Records of labeled boxes
**********
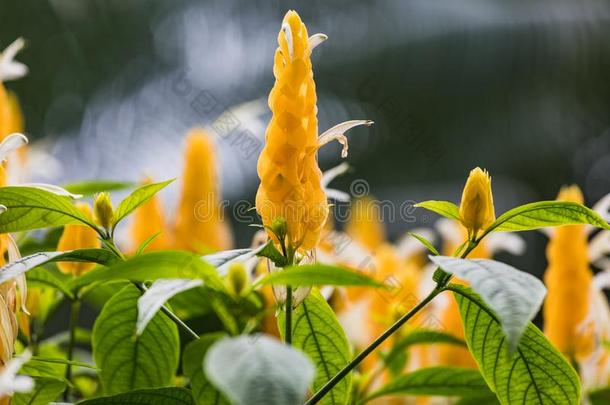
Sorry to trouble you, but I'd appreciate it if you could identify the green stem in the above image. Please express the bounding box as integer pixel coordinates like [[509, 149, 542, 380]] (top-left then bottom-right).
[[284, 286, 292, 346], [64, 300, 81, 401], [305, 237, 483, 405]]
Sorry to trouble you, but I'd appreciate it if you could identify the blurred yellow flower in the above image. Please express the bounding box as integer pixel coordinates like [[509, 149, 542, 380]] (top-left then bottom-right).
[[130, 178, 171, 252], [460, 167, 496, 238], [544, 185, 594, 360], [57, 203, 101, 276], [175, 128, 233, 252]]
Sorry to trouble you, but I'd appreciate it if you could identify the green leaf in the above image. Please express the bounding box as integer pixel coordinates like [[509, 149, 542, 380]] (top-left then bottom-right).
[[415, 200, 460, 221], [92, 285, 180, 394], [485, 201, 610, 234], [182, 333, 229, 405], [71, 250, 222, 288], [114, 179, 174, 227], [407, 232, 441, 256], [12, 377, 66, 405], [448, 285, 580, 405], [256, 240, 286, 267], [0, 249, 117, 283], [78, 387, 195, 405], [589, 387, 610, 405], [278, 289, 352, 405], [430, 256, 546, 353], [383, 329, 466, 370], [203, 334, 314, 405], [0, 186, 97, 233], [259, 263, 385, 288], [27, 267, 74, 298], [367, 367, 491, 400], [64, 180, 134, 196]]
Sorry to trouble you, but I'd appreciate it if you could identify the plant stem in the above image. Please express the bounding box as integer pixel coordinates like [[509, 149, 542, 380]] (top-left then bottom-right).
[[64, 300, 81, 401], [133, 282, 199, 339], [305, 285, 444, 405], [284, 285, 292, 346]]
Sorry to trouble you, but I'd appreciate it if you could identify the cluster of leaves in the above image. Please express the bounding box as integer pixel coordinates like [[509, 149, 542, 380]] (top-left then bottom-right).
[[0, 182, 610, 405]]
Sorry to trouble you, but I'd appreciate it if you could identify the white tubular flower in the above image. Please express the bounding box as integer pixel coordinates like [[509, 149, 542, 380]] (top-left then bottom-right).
**********
> [What is needed] Rewrite the part that opens with the line containing "identify the cluster" and closes with the line containing "[[0, 182, 610, 405]]", replacing "cluster of leaves" with "group of leaves" and leaving everything else unchanged.

> [Answer]
Sorry to trouble you, but I'd appreciate it if you could identify the group of leaves in the above image. Please express the bounding box as integer pixel coordinates like [[509, 149, 542, 380]] (top-left then bottom-right).
[[0, 182, 610, 405]]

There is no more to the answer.